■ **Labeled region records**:
::::::::::

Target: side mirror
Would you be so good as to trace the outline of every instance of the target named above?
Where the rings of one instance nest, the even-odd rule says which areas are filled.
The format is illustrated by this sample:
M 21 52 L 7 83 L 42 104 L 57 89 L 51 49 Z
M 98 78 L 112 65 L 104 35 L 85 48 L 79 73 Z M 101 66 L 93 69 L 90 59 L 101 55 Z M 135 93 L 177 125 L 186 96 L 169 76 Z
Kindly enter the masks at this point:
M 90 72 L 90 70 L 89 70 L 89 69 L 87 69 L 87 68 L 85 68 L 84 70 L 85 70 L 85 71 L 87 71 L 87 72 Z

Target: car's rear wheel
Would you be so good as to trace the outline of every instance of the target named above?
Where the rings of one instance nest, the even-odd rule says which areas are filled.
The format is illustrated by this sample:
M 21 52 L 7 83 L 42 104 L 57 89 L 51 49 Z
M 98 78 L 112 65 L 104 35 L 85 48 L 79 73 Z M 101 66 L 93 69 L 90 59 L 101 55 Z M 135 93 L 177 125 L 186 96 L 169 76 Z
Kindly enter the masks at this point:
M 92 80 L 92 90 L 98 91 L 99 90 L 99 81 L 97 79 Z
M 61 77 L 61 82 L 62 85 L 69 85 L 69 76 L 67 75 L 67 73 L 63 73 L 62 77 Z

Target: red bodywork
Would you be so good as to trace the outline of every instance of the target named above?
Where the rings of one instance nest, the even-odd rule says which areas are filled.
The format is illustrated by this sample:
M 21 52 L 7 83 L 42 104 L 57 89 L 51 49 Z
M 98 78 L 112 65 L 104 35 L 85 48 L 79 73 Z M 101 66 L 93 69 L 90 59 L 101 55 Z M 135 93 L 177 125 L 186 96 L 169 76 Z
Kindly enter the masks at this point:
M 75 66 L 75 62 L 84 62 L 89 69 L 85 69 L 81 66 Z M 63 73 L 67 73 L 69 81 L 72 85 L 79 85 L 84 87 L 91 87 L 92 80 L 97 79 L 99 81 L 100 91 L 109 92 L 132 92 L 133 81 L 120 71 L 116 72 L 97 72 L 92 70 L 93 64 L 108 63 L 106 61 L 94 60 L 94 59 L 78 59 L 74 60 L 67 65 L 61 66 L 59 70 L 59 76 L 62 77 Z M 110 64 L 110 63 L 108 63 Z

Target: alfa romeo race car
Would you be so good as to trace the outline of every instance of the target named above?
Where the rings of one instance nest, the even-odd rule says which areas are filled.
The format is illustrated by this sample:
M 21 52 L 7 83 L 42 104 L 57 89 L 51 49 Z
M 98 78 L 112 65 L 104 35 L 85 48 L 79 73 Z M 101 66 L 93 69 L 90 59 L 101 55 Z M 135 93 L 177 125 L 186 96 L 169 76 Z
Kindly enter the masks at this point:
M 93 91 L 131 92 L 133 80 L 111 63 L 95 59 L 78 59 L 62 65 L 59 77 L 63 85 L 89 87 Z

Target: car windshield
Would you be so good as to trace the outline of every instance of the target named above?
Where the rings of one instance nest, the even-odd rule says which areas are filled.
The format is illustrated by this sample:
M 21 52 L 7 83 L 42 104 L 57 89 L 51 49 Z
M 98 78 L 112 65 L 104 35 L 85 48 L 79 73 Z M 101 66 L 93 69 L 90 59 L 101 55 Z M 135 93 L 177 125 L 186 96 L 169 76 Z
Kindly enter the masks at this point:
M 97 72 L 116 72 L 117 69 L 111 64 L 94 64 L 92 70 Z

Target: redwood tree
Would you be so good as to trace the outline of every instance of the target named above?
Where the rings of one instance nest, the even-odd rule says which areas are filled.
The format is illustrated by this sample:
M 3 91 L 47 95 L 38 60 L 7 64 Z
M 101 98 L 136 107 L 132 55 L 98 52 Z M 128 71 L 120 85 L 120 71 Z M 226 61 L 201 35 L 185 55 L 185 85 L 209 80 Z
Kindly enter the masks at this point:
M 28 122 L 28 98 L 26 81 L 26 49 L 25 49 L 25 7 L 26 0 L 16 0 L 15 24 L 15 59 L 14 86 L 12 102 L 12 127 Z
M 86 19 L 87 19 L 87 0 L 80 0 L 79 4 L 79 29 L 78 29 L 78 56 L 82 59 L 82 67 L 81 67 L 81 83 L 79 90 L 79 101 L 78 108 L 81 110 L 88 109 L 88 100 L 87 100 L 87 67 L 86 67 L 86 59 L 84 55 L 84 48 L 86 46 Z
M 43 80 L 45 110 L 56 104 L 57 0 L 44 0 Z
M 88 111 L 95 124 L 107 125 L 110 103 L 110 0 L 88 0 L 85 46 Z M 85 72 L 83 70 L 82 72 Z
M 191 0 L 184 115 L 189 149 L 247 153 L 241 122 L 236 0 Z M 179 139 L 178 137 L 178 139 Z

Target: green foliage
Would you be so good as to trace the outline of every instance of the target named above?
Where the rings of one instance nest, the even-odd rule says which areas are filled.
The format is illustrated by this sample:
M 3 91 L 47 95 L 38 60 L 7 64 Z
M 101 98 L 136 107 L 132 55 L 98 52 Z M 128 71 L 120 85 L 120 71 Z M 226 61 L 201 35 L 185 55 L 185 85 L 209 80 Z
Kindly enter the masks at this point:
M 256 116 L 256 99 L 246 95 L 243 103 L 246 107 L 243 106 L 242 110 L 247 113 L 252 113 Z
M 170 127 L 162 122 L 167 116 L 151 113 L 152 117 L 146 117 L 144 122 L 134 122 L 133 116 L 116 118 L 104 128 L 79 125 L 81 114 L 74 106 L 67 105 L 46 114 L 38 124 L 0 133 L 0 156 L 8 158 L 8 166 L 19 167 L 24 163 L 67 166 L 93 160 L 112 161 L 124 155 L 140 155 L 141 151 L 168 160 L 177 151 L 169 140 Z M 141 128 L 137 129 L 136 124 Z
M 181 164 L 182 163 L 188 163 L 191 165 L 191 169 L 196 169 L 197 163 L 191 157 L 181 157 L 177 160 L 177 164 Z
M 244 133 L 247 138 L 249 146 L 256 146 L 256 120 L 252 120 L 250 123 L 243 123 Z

::::::::::

■ **WHAT IS NEEDED**: Reproduce every line of the data that opens with the line containing "Target: car's rear wheel" and closes with the line containing "M 61 77 L 61", requests included. Scale only the coordinates in the answers by 0.45 and round each to a whole number, halves up, leaving the numbers in the requests and format samples unchanged.

■ **SOLVED EXERCISE**:
Target: car's rear wheel
Would you be so good as to trace the outline of every instance of the target named above?
Where the rings of one instance nest, the even-odd rule says which areas are filled.
The format is illustrated by this sample:
M 21 52 L 7 83 L 42 104 L 57 89 L 51 49 Z
M 98 78 L 112 65 L 104 35 L 85 48 L 79 73 Z M 101 66 L 93 69 L 90 59 L 101 55 Z M 135 93 L 177 125 L 186 96 L 169 76 Z
Kindly enter the masks at this point:
M 41 36 L 41 41 L 44 41 L 45 41 L 45 36 L 44 36 Z
M 27 35 L 27 37 L 28 38 L 31 38 L 31 34 L 30 34 L 30 33 L 28 33 L 28 35 Z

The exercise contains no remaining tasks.